**What needs to be done**
Without omitting anything, retype the data that follows.

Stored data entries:
+ + + + + + +

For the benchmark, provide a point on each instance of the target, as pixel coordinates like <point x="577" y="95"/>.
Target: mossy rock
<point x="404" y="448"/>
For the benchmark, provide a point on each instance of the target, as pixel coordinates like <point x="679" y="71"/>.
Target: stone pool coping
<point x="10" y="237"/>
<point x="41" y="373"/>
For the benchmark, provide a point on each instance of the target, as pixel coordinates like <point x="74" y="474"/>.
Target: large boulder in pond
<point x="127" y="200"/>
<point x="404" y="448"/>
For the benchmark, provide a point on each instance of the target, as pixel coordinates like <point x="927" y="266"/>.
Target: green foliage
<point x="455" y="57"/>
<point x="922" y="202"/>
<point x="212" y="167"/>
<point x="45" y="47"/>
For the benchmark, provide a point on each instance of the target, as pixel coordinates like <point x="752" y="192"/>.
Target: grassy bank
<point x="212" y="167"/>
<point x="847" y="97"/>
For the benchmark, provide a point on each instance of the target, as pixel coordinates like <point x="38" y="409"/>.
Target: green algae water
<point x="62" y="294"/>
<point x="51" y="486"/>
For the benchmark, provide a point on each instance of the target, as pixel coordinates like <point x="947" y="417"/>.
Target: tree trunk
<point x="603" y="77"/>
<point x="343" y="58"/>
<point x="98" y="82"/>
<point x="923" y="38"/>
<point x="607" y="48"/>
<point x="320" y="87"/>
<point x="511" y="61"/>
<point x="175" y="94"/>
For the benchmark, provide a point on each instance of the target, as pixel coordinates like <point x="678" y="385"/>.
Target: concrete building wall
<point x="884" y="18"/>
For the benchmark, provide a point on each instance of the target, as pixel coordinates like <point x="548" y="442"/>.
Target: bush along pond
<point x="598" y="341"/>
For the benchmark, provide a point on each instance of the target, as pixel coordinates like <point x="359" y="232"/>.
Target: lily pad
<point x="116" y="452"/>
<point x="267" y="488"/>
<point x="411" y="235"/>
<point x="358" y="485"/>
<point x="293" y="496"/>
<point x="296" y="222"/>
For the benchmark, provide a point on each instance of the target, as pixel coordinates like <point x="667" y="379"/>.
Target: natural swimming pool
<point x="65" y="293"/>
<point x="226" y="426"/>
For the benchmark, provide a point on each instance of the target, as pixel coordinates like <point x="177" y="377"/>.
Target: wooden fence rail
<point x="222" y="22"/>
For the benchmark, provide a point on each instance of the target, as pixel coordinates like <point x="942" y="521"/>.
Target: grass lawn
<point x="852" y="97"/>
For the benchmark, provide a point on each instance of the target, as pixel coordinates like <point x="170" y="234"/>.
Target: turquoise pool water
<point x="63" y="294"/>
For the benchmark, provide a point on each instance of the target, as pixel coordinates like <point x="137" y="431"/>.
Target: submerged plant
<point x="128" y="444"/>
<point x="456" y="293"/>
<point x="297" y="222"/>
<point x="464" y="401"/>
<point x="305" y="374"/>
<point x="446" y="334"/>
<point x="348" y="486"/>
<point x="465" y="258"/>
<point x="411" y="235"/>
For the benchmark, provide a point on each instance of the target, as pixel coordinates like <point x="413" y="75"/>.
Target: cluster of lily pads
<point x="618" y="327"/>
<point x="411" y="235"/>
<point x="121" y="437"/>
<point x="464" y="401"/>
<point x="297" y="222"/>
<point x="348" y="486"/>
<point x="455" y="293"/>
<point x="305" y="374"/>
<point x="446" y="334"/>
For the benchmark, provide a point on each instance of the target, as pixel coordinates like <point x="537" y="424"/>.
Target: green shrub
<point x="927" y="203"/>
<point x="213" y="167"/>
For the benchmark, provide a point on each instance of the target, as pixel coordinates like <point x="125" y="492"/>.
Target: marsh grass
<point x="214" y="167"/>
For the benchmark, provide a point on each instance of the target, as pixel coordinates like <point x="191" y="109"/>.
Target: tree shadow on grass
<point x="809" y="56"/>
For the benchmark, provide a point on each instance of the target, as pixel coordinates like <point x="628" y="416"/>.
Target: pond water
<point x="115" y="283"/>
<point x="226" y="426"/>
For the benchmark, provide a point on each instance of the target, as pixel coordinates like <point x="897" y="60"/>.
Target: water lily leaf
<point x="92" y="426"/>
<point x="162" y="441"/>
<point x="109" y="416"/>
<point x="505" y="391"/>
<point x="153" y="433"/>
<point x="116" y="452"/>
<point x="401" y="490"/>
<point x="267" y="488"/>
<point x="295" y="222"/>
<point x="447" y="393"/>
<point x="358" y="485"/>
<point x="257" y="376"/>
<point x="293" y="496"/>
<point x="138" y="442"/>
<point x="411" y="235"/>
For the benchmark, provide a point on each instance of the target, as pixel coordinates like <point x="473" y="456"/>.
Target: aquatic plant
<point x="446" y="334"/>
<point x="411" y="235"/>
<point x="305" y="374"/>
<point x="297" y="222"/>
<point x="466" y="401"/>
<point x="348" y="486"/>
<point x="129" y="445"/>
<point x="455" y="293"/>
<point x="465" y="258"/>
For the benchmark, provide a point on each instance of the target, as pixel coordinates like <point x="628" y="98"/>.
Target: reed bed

+ + + + + + +

**Exercise solution**
For the benchmark, provide a point on each instance of the target, as pixel coordinates like <point x="577" y="95"/>.
Target: mossy rock
<point x="404" y="448"/>
For the benchmark, provide a point on each instance of the target, as pixel coordinates like <point x="679" y="71"/>.
Target: stone pool coping
<point x="10" y="237"/>
<point x="41" y="373"/>
For the benchmark, provide a point on each instance of the target, as pixel coordinates like <point x="74" y="474"/>.
Target: large boulder in pond
<point x="127" y="200"/>
<point x="404" y="448"/>
For the benchmark, provide a point on each instance of the target, as pixel coordinates like <point x="927" y="266"/>.
Target: green foliage
<point x="455" y="57"/>
<point x="922" y="202"/>
<point x="212" y="167"/>
<point x="45" y="47"/>
For the benchmark, provide a point on each instance of the target, as pixel coordinates like <point x="752" y="192"/>.
Target: grassy bank
<point x="212" y="167"/>
<point x="847" y="97"/>
For the benchmark, provide a point on each instance of the target, as pixel coordinates like <point x="38" y="409"/>.
Target: green algae water
<point x="62" y="294"/>
<point x="51" y="486"/>
For the benchmark, provide a point on each instance of the target, as pixel coordinates like <point x="947" y="417"/>.
Target: tree trunk
<point x="603" y="77"/>
<point x="343" y="58"/>
<point x="98" y="82"/>
<point x="923" y="38"/>
<point x="607" y="48"/>
<point x="320" y="87"/>
<point x="511" y="61"/>
<point x="175" y="94"/>
For the benchmark, provide a point on each instance of the target, as pixel coordinates like <point x="678" y="385"/>.
Target: concrete building wall
<point x="884" y="18"/>
For the benchmark, provide a point on each instance of the target, as pixel coordinates like <point x="548" y="442"/>.
Target: bush along pond
<point x="598" y="341"/>
For the benchmark, provide a point on each instance of the target, as pixel coordinates like <point x="359" y="232"/>.
Target: lily pad
<point x="116" y="452"/>
<point x="267" y="488"/>
<point x="411" y="235"/>
<point x="358" y="485"/>
<point x="293" y="496"/>
<point x="296" y="222"/>
For the benchmark, provide a point on each instance of the target, as pixel coordinates like <point x="667" y="379"/>.
Target: natural swimming pool
<point x="65" y="293"/>
<point x="226" y="426"/>
For the benchmark, provide a point on each instance of the target, as pixel coordinates like <point x="177" y="377"/>.
Target: wooden fence rail
<point x="222" y="22"/>
For the benchmark, provide a point on each instance of the target, as pixel coordinates like <point x="942" y="521"/>.
Target: grass lawn
<point x="852" y="97"/>
For the benchmark, provide a point on each instance of the target, as pixel coordinates like <point x="170" y="234"/>.
Target: turquoise pool water
<point x="63" y="294"/>
For the benchmark, provide a point on each instance of the target, as pixel coordinates like <point x="137" y="431"/>.
Target: submerged plant
<point x="128" y="444"/>
<point x="456" y="293"/>
<point x="297" y="222"/>
<point x="464" y="401"/>
<point x="305" y="374"/>
<point x="446" y="334"/>
<point x="348" y="486"/>
<point x="465" y="258"/>
<point x="411" y="235"/>
For the benchmark, provide a point on each instance of the target, as pixel coordinates like <point x="413" y="75"/>.
Target: cluster of lily pads
<point x="618" y="327"/>
<point x="411" y="235"/>
<point x="121" y="437"/>
<point x="464" y="401"/>
<point x="297" y="222"/>
<point x="348" y="486"/>
<point x="455" y="293"/>
<point x="305" y="374"/>
<point x="446" y="334"/>
For the benchmark, provide a point on each instance of the target, as pixel coordinates like <point x="537" y="424"/>.
Target: green shrub
<point x="927" y="203"/>
<point x="213" y="167"/>
For the benchmark, provide a point on each instance of the target, as pixel coordinates like <point x="125" y="492"/>.
Target: marsh grass
<point x="214" y="167"/>
For the benchmark, provide a point on each instance of the target, as pixel coordinates like <point x="191" y="109"/>.
Target: tree shadow on grass
<point x="809" y="56"/>
For the benchmark, provide a point on each instance of the target, as pixel coordinates like <point x="628" y="416"/>.
Target: pond water
<point x="115" y="283"/>
<point x="226" y="426"/>
For the benchmark, provide a point on each instance of the target, as pixel coordinates like <point x="897" y="60"/>.
Target: water lily leaf
<point x="92" y="426"/>
<point x="162" y="441"/>
<point x="109" y="416"/>
<point x="505" y="391"/>
<point x="153" y="433"/>
<point x="116" y="452"/>
<point x="401" y="490"/>
<point x="267" y="488"/>
<point x="295" y="222"/>
<point x="447" y="393"/>
<point x="358" y="485"/>
<point x="257" y="376"/>
<point x="293" y="496"/>
<point x="138" y="442"/>
<point x="411" y="235"/>
For the benchmark, provide a point on each instance of the target, as pixel coordinates like <point x="473" y="456"/>.
Target: aquatic plant
<point x="446" y="334"/>
<point x="411" y="235"/>
<point x="305" y="374"/>
<point x="297" y="222"/>
<point x="466" y="401"/>
<point x="348" y="486"/>
<point x="129" y="445"/>
<point x="455" y="293"/>
<point x="465" y="258"/>
For the benchmark, provide a point on each instance of the target, as pixel coordinates like <point x="628" y="98"/>.
Target: reed bed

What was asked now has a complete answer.